• Text for analysis:
Maize floral regulator protein INDETERMINATE1 is localized to developing leaves and is not altered by light or the sink/source transition

Ada Y. M. Wong * and Joseph Colasanti{dagger}

Department of Molecular and Cellular Biology, University of Guelph, Guelph, Ontario, Canada N1G 2W1

{dagger} To whom correspondence should be addressed. E-mail: jcolasan{at}uoguelph.ca

The INDETERMINATE1 gene, ID1, encodes a putative transcription factor that plays an important role in regulating the transition to flowering in maize. Mutant id1 plants have a prolonged vegetative growth phase and fail to make normal flowers. The ID1 gene, which encodes a nuclear-localized zinc finger protein, is expressed exclusively in immature leaves, suggesting that ID1 regulates a leaf-derived floral inductive signal. It is shown by western analysis with anti-ID1-specific antibody that ID1 co-localizes with ID1 mRNA in developing, immature leaves and, similarly, is absent in mature, photosynthetically active leaf blades, as well as the shoot apical meristem. Immunolocalization with anti-ID1 antibody shows that ID1 protein is detected in the nuclei of all cell types in immature leaves. Examination of plants grown in different day/night cycles revealed that ID1 gene expression and protein levels are largely unaffected by variations in light and dark, and that mRNA and protein levels do not follow a circadian pattern. The absence of ID1 expression in greening leaf tips coincides with the sink-to-source transition of developing leaves. It was found that ID1 levels are down-regulated in mature albino leaves similarly as in normal green leaves, suggesting that ID1 activity is controlled developmentally and is not affected by the sink/source status of the leaf or the inability of a mature leaf to engage in photosynthesis. The finding that ID1 expression is developmentally regulated and is unperturbed by external stimuli such as photoperiod supports the supposition that ID1 acts through the autonomous floral inductive pathway in maize.

• Exercise instructions:
1. Answer these questions from the abstract on the maize INDETERMINATE1 protein.
(a) At which university is the Department of Molecular and Cellular Biology listed for the authors?
(b) What kind of protein does the ID1 gene encode?
(c) Through which pathway does the abstract suppose ID1 acts in maize?
2. Translate this sentence from the abstract on the maize INDETERMINATE1 protein into Spanish: "Mutant id1 plants have a prolonged vegetative growth phase and fail to make normal flowers."

(Records from a data source)
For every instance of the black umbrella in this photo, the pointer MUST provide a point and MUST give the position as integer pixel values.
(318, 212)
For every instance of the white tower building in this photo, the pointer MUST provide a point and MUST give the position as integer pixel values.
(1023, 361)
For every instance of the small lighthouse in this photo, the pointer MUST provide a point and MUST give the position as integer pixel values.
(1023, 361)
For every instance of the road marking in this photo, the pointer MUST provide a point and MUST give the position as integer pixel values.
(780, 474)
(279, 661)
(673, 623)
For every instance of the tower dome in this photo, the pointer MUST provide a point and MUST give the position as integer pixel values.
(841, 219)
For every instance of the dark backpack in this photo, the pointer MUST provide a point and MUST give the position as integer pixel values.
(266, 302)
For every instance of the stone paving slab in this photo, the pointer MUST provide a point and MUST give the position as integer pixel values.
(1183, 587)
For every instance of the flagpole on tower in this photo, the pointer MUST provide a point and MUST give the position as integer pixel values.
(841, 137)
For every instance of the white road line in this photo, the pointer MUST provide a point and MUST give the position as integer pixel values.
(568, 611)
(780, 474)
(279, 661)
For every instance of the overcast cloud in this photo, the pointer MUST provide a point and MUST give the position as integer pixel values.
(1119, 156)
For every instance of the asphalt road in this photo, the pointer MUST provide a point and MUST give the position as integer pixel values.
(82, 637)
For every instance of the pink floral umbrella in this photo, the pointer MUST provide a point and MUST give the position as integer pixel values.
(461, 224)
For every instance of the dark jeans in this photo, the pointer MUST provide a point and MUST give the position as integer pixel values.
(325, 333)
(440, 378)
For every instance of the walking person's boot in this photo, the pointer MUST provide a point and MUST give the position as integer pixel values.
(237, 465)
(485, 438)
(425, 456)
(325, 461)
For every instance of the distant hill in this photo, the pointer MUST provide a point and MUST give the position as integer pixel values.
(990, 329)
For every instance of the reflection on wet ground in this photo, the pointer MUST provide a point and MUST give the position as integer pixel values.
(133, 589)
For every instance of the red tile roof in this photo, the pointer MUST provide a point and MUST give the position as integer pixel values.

• Written responses:
1.
(a) University of Guelph
(b) A nuclear-localized zinc finger protein
(c) The autonomous floral inductive pathway

2. Las plantas mutantes id1 tienen una fase de crecimiento vegetativo prolongada y no producen flores normales.